## Work item
Carry none of the pictures over; write out the complete data exactly.

[Opening Extracted information section]

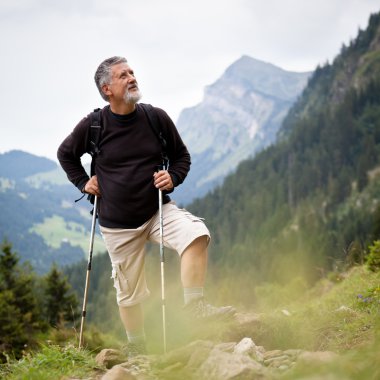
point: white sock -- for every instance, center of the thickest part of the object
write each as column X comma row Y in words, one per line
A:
column 137, row 336
column 192, row 293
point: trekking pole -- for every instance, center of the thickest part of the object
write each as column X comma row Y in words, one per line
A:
column 94, row 211
column 162, row 257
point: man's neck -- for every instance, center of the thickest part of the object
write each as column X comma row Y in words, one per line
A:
column 122, row 108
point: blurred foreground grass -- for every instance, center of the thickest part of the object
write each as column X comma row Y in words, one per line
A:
column 340, row 313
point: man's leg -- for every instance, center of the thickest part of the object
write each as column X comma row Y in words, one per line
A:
column 193, row 274
column 194, row 263
column 133, row 320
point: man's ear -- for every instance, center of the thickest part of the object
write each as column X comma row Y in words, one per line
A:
column 106, row 90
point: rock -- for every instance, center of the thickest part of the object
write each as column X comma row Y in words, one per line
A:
column 245, row 347
column 227, row 366
column 317, row 357
column 118, row 373
column 109, row 357
column 183, row 354
column 272, row 354
column 226, row 347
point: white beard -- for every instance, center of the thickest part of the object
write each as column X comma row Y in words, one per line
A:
column 132, row 98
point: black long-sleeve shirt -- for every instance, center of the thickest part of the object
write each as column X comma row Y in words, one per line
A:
column 129, row 154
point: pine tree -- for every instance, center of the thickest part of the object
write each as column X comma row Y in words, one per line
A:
column 61, row 304
column 20, row 316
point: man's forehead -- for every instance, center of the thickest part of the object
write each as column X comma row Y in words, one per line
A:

[Closing Extracted information section]

## Solved exercise
point: white sock -- for every instance, center of the thickest part of the object
write each as column X comma row Y in words, one per line
A:
column 137, row 336
column 192, row 293
point: trekking pole -- for every instance, center of the thickest part of the object
write each as column X comma row Y in words, one per line
A:
column 94, row 211
column 162, row 257
point: man's neck -- for every instance, center of the thickest part of the object
write each as column X comma row Y in words, one per line
A:
column 122, row 108
point: blurred foreground grass -- for every instance, center of the thickest part of the object
write each as column X comma row Y in words, one per line
A:
column 340, row 313
point: man's leg -- for every instance, center of the thickest part of the object
write each as column X comma row Y in words, one per line
A:
column 193, row 274
column 194, row 263
column 133, row 320
point: man's ear -- for every instance, center of the thickest part of the object
write each as column X comma row Y in words, one per line
A:
column 106, row 90
point: rock -- for every instance, center of the thickest part of the object
write each as column X comma row Y in words, one per line
A:
column 245, row 347
column 227, row 366
column 317, row 357
column 118, row 373
column 109, row 357
column 183, row 354
column 272, row 354
column 226, row 347
point: white beard -- for every instance, center of the thickest part of the object
write each as column X comma row Y in words, one per line
A:
column 132, row 98
point: black long-sleeve shirt -- for every instance, center of the thickest part of the object
write each as column X comma row Y in words, one per line
A:
column 129, row 154
point: pine tree -- for every instance, center of the thickest part of the object
write each as column X comma row Y in words, one per line
A:
column 61, row 304
column 20, row 316
point: man's forehead -- for every instance, center of the thickest part of the object
write each as column X comma row Y in words, one per line
A:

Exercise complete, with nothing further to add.